- **DIRECTIONS**
Once the line containing "column 1118, row 769" is found in the entries below, restate it and each following line word for word, stopping after the line containing "column 592, row 510".

- **RECORD SET**
>>

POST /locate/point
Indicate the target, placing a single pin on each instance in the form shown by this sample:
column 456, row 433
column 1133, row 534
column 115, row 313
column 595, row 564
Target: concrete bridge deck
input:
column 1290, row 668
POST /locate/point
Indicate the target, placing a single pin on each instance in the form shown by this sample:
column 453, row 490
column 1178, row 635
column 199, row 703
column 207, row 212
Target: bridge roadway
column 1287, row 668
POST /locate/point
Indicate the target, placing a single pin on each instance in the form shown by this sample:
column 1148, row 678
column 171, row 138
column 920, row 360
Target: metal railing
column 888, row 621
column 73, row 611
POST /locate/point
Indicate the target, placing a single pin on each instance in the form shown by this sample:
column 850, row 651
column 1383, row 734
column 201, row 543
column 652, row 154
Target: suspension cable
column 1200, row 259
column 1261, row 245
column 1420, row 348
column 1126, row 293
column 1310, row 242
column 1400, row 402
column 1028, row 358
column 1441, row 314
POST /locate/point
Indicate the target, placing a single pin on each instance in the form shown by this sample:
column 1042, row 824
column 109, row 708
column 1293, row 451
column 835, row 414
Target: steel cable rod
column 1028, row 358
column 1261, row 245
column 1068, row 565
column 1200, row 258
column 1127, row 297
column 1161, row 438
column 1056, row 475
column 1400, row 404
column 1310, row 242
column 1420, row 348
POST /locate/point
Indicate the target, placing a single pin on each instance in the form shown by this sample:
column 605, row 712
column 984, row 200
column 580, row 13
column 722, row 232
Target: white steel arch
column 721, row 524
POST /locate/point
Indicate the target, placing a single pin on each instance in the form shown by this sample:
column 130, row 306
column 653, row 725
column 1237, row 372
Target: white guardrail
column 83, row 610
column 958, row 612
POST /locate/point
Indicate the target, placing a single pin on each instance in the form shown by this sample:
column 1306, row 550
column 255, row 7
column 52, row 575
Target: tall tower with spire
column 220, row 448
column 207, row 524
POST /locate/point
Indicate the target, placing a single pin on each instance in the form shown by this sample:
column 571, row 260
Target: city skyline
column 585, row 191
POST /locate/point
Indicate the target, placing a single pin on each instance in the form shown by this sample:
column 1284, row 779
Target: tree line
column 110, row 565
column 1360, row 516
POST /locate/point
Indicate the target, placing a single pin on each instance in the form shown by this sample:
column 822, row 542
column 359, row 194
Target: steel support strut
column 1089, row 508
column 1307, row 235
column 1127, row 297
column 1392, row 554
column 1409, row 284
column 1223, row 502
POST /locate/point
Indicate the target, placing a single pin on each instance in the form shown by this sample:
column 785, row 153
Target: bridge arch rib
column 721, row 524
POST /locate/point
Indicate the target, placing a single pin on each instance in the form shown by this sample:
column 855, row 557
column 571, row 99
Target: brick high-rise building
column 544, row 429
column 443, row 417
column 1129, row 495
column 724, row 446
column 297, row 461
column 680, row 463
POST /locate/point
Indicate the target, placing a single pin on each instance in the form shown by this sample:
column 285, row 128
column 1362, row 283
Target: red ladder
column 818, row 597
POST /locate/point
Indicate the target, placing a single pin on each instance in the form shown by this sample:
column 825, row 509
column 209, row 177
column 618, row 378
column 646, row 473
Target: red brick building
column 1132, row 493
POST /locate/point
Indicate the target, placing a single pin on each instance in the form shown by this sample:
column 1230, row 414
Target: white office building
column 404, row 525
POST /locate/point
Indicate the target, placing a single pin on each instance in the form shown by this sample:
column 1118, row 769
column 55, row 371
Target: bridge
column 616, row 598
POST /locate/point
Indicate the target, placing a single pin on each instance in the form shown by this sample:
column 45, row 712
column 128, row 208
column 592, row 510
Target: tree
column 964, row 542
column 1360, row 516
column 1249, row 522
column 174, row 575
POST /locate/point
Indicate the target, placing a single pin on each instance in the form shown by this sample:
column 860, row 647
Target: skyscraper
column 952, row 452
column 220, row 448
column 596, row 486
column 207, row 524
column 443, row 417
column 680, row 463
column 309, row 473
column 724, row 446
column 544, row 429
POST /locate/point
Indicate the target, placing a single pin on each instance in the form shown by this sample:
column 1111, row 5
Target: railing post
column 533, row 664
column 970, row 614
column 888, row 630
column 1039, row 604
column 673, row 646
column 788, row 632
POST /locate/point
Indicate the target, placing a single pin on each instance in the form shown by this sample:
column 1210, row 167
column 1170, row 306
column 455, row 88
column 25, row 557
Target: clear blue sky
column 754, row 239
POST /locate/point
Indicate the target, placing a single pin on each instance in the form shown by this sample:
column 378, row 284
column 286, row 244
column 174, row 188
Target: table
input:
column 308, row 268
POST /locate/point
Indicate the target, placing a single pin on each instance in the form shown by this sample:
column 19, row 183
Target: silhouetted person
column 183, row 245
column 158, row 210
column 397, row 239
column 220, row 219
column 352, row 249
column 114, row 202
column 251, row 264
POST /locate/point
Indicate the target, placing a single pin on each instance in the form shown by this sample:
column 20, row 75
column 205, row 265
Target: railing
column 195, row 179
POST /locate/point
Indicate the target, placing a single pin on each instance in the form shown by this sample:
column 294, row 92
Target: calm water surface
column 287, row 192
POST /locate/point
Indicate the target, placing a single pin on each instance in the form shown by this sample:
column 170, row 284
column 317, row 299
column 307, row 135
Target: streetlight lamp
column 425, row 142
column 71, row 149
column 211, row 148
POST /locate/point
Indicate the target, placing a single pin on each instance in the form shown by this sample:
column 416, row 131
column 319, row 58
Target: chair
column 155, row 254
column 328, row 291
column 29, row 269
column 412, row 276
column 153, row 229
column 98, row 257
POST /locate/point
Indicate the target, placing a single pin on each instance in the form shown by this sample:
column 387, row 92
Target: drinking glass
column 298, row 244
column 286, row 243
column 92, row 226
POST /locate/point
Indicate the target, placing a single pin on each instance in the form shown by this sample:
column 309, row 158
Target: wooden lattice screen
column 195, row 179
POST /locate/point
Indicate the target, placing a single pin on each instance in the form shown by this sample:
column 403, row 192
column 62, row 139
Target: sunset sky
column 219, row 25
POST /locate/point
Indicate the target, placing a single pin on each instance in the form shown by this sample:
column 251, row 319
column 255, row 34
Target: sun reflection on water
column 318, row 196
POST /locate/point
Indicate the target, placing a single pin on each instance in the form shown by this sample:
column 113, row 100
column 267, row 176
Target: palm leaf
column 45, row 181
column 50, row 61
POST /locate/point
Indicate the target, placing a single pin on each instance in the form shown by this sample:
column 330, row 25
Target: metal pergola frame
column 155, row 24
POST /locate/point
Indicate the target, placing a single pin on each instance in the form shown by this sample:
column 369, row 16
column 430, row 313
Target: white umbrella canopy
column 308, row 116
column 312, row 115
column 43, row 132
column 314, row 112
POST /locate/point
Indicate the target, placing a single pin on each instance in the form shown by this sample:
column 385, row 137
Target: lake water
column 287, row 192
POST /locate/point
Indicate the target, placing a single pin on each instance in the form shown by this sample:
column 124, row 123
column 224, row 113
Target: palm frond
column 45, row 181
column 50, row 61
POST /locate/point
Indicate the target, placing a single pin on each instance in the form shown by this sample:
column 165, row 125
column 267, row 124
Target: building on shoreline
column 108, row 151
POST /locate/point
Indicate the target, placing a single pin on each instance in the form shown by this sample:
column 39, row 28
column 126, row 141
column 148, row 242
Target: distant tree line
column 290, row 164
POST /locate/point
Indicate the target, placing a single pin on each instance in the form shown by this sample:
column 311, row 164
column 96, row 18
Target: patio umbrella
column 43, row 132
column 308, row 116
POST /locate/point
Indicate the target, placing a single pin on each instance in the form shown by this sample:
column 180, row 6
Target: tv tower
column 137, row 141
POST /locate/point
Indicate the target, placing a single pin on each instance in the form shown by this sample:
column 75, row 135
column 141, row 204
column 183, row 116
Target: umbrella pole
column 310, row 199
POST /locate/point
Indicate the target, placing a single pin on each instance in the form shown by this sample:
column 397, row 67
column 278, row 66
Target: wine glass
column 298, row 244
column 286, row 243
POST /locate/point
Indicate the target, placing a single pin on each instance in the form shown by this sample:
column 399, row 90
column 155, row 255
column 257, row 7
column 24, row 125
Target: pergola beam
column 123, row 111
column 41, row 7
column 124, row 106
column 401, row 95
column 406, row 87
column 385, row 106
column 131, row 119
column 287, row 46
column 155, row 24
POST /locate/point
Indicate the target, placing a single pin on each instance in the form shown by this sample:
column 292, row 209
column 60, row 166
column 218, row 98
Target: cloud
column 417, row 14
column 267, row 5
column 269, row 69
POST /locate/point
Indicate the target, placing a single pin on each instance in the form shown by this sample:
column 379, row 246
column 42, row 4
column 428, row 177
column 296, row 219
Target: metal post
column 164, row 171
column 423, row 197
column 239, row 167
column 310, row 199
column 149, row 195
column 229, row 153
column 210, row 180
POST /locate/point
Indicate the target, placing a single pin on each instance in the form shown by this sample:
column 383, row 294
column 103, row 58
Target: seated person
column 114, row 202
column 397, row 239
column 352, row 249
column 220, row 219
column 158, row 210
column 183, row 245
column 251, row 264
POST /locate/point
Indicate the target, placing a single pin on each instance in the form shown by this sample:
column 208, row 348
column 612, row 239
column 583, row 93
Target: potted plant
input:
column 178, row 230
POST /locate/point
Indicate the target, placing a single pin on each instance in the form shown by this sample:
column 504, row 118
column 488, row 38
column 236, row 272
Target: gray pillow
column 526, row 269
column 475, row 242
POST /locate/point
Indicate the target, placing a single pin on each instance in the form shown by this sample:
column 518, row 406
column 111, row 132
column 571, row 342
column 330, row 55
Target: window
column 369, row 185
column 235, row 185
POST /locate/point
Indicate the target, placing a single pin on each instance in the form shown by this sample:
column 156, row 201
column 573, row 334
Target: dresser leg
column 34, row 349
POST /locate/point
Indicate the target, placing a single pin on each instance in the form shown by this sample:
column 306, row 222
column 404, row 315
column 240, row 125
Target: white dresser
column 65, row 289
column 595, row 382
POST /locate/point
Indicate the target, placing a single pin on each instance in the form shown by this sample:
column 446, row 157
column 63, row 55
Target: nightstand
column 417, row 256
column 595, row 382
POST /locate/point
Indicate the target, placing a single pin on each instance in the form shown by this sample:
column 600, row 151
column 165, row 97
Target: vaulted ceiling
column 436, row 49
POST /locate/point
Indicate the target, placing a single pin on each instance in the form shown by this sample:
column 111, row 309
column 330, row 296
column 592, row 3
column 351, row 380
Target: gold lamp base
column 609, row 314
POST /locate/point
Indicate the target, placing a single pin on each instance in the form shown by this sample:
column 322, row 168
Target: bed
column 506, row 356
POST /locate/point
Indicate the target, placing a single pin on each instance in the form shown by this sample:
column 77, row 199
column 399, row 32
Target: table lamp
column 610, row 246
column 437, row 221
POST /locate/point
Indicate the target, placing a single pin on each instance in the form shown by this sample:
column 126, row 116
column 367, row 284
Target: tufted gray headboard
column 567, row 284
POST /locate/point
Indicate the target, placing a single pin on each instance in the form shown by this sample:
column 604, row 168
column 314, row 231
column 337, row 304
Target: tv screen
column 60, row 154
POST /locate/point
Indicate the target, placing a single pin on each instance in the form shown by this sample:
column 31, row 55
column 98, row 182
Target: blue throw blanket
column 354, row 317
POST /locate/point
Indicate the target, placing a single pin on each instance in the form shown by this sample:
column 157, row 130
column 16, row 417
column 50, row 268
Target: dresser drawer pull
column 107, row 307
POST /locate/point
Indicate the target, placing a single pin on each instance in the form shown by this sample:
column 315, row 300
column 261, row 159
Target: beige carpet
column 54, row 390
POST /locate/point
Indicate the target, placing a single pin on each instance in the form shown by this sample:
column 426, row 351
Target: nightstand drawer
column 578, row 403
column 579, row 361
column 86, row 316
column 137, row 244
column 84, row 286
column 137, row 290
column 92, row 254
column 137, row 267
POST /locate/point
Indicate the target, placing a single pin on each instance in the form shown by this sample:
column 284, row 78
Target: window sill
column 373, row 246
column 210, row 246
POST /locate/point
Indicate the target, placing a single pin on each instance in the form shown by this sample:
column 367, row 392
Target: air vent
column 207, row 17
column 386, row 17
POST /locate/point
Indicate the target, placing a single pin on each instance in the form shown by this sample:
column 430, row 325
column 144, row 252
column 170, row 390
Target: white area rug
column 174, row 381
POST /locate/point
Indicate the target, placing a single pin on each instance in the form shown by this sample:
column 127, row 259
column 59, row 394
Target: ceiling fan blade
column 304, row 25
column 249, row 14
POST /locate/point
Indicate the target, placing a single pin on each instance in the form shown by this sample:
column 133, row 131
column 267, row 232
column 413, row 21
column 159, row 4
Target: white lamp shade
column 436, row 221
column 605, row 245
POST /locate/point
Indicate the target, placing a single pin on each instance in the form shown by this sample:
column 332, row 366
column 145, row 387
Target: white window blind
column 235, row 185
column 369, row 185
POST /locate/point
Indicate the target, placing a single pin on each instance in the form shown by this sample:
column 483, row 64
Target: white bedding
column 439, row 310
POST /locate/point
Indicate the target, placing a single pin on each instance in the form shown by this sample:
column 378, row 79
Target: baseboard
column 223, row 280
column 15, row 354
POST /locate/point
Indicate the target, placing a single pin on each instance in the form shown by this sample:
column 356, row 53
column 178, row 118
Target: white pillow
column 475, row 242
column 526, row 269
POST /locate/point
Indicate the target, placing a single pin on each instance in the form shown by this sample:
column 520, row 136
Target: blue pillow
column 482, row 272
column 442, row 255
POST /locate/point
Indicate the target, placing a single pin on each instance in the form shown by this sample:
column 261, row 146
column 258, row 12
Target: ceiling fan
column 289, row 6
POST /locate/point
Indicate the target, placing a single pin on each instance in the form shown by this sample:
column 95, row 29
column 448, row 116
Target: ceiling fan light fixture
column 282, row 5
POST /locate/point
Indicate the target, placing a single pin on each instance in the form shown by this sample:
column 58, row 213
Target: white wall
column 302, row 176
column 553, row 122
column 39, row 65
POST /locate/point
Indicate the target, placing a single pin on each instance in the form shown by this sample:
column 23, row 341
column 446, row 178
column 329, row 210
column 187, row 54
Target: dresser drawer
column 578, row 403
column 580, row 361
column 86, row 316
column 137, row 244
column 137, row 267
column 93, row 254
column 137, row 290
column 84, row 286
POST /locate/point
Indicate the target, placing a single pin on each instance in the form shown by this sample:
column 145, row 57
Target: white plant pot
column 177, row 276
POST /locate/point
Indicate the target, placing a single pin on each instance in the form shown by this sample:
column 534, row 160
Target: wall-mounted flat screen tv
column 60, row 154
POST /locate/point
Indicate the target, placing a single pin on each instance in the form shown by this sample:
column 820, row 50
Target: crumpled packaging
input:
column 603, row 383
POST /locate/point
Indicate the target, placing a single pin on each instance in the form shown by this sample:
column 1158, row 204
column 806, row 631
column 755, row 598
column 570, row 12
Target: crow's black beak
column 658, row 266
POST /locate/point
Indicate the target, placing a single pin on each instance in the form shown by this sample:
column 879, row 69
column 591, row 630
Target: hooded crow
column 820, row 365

<<

- **TASK RESPONSE**
column 1118, row 769
column 55, row 371
Target: bridge
column 616, row 598
POST /locate/point
Indicate the target, placing a single pin on each instance in the form shown by this sample:
column 45, row 712
column 128, row 208
column 592, row 510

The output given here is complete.